**Rows from a segmentation dataset:**
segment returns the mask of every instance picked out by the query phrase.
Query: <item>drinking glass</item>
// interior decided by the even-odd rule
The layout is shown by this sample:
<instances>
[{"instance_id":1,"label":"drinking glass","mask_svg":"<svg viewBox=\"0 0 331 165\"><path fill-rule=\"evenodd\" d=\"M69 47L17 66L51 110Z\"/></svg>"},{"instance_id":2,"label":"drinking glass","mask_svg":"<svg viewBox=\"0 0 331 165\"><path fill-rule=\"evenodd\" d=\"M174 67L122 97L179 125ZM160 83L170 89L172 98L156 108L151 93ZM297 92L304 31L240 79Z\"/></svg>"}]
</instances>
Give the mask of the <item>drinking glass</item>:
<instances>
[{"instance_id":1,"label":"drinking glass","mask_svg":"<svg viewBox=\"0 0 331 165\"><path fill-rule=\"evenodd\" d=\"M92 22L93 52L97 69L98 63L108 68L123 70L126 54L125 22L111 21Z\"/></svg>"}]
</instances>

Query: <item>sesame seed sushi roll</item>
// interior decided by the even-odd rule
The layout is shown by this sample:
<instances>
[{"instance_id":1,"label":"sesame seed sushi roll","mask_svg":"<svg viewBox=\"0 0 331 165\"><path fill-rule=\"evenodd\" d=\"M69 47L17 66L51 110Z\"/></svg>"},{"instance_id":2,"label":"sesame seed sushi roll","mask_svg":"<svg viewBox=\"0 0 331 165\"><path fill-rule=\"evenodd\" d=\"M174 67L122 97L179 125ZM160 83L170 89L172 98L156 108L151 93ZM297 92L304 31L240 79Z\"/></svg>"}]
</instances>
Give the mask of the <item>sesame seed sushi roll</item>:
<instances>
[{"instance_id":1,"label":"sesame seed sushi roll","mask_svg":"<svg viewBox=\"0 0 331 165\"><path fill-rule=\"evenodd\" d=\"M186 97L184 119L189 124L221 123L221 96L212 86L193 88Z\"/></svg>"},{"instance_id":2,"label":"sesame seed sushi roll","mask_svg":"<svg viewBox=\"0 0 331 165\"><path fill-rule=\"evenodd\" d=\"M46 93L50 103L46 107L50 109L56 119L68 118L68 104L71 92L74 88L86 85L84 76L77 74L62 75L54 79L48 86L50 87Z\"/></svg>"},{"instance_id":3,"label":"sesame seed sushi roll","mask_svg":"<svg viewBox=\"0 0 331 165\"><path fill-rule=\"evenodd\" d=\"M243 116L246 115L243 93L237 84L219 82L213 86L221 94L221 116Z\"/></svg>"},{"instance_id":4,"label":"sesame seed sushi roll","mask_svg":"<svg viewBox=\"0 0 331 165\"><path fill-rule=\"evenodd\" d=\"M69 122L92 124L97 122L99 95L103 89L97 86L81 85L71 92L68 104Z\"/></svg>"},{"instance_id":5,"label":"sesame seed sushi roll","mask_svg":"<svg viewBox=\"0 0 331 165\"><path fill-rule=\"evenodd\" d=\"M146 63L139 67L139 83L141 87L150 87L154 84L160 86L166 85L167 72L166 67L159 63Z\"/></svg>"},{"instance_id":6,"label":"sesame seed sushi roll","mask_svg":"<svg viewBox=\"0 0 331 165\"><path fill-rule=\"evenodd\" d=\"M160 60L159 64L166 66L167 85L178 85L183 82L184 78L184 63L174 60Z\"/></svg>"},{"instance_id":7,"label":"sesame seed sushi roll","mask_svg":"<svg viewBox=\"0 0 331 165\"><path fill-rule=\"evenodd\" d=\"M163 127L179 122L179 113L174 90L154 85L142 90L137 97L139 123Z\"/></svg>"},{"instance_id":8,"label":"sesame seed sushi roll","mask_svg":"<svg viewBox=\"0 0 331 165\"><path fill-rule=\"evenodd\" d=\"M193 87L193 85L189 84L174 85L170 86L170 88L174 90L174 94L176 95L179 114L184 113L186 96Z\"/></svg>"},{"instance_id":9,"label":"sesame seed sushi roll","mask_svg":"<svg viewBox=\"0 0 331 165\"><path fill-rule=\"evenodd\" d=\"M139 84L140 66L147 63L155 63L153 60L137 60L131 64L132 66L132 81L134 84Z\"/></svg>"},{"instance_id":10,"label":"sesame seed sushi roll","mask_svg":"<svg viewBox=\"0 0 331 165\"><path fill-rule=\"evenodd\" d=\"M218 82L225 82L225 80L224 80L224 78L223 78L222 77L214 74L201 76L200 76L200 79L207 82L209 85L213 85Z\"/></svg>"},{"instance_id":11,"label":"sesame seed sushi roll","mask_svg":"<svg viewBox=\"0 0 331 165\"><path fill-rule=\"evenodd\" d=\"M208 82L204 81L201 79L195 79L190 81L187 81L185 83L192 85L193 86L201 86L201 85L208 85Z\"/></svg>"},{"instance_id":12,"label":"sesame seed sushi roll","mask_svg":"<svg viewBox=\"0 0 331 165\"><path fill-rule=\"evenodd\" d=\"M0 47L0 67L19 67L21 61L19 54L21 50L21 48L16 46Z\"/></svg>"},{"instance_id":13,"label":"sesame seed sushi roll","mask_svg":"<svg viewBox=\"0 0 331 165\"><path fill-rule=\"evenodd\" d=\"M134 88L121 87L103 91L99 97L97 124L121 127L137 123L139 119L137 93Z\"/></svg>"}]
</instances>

**SHORT PROBLEM:** Using the data above, output each line exactly.

**REPLY TO THE EXERCISE:**
segment returns the mask of every instance picked out by the query phrase.
Query: <item>drinking glass</item>
// interior decided by the even-odd rule
The layout is shown by this sample:
<instances>
[{"instance_id":1,"label":"drinking glass","mask_svg":"<svg viewBox=\"0 0 331 165\"><path fill-rule=\"evenodd\" d=\"M69 47L17 66L51 110Z\"/></svg>"},{"instance_id":2,"label":"drinking glass","mask_svg":"<svg viewBox=\"0 0 331 165\"><path fill-rule=\"evenodd\" d=\"M174 67L122 97L179 125ZM160 83L170 89L172 98L156 108L151 93ZM297 92L304 31L240 79Z\"/></svg>"}]
</instances>
Give the mask of the <item>drinking glass</item>:
<instances>
[{"instance_id":1,"label":"drinking glass","mask_svg":"<svg viewBox=\"0 0 331 165\"><path fill-rule=\"evenodd\" d=\"M92 22L93 52L97 69L98 63L108 68L123 70L126 54L125 22L111 21Z\"/></svg>"}]
</instances>

Query: <item>sesame seed sushi roll</item>
// interior decided by the even-odd rule
The layout is shown by this sample:
<instances>
[{"instance_id":1,"label":"sesame seed sushi roll","mask_svg":"<svg viewBox=\"0 0 331 165\"><path fill-rule=\"evenodd\" d=\"M69 47L17 66L51 110Z\"/></svg>"},{"instance_id":2,"label":"sesame seed sushi roll","mask_svg":"<svg viewBox=\"0 0 331 165\"><path fill-rule=\"evenodd\" d=\"M174 67L122 97L179 125ZM160 83L170 89L172 98L156 108L151 93ZM297 92L304 31L240 79Z\"/></svg>"}]
</instances>
Give the mask of the <item>sesame seed sushi roll</item>:
<instances>
[{"instance_id":1,"label":"sesame seed sushi roll","mask_svg":"<svg viewBox=\"0 0 331 165\"><path fill-rule=\"evenodd\" d=\"M186 97L184 119L189 124L221 123L221 96L212 86L193 88Z\"/></svg>"},{"instance_id":2,"label":"sesame seed sushi roll","mask_svg":"<svg viewBox=\"0 0 331 165\"><path fill-rule=\"evenodd\" d=\"M46 93L50 103L46 107L50 109L56 119L68 118L68 104L71 92L74 88L86 85L84 76L77 74L62 75L54 79L48 86L50 87Z\"/></svg>"},{"instance_id":3,"label":"sesame seed sushi roll","mask_svg":"<svg viewBox=\"0 0 331 165\"><path fill-rule=\"evenodd\" d=\"M243 116L246 115L243 93L237 84L219 82L213 86L221 94L221 116Z\"/></svg>"},{"instance_id":4,"label":"sesame seed sushi roll","mask_svg":"<svg viewBox=\"0 0 331 165\"><path fill-rule=\"evenodd\" d=\"M69 122L92 124L97 122L99 95L103 89L97 86L81 85L71 92L68 104Z\"/></svg>"},{"instance_id":5,"label":"sesame seed sushi roll","mask_svg":"<svg viewBox=\"0 0 331 165\"><path fill-rule=\"evenodd\" d=\"M146 63L139 67L139 83L141 87L150 87L154 84L160 86L166 85L167 72L166 67L159 63Z\"/></svg>"},{"instance_id":6,"label":"sesame seed sushi roll","mask_svg":"<svg viewBox=\"0 0 331 165\"><path fill-rule=\"evenodd\" d=\"M160 60L159 64L166 66L167 85L178 85L183 82L184 78L184 63L174 60Z\"/></svg>"},{"instance_id":7,"label":"sesame seed sushi roll","mask_svg":"<svg viewBox=\"0 0 331 165\"><path fill-rule=\"evenodd\" d=\"M163 127L179 122L179 113L174 90L154 85L142 90L137 97L139 123Z\"/></svg>"},{"instance_id":8,"label":"sesame seed sushi roll","mask_svg":"<svg viewBox=\"0 0 331 165\"><path fill-rule=\"evenodd\" d=\"M193 87L193 85L189 84L174 85L170 86L170 88L174 90L174 94L176 95L179 114L184 113L186 96Z\"/></svg>"},{"instance_id":9,"label":"sesame seed sushi roll","mask_svg":"<svg viewBox=\"0 0 331 165\"><path fill-rule=\"evenodd\" d=\"M139 84L140 66L147 63L155 63L153 60L137 60L131 64L132 66L132 81L134 84Z\"/></svg>"},{"instance_id":10,"label":"sesame seed sushi roll","mask_svg":"<svg viewBox=\"0 0 331 165\"><path fill-rule=\"evenodd\" d=\"M218 82L225 82L225 80L224 80L224 78L223 78L222 77L214 74L201 76L200 76L200 79L207 82L209 85L213 85Z\"/></svg>"},{"instance_id":11,"label":"sesame seed sushi roll","mask_svg":"<svg viewBox=\"0 0 331 165\"><path fill-rule=\"evenodd\" d=\"M208 82L204 81L201 79L195 79L190 81L187 81L185 83L192 85L193 86L201 86L201 85L208 85Z\"/></svg>"},{"instance_id":12,"label":"sesame seed sushi roll","mask_svg":"<svg viewBox=\"0 0 331 165\"><path fill-rule=\"evenodd\" d=\"M0 47L0 67L19 67L21 61L19 54L21 50L21 48L16 46Z\"/></svg>"},{"instance_id":13,"label":"sesame seed sushi roll","mask_svg":"<svg viewBox=\"0 0 331 165\"><path fill-rule=\"evenodd\" d=\"M134 88L121 87L103 91L99 97L97 124L121 127L137 123L139 119L137 93Z\"/></svg>"}]
</instances>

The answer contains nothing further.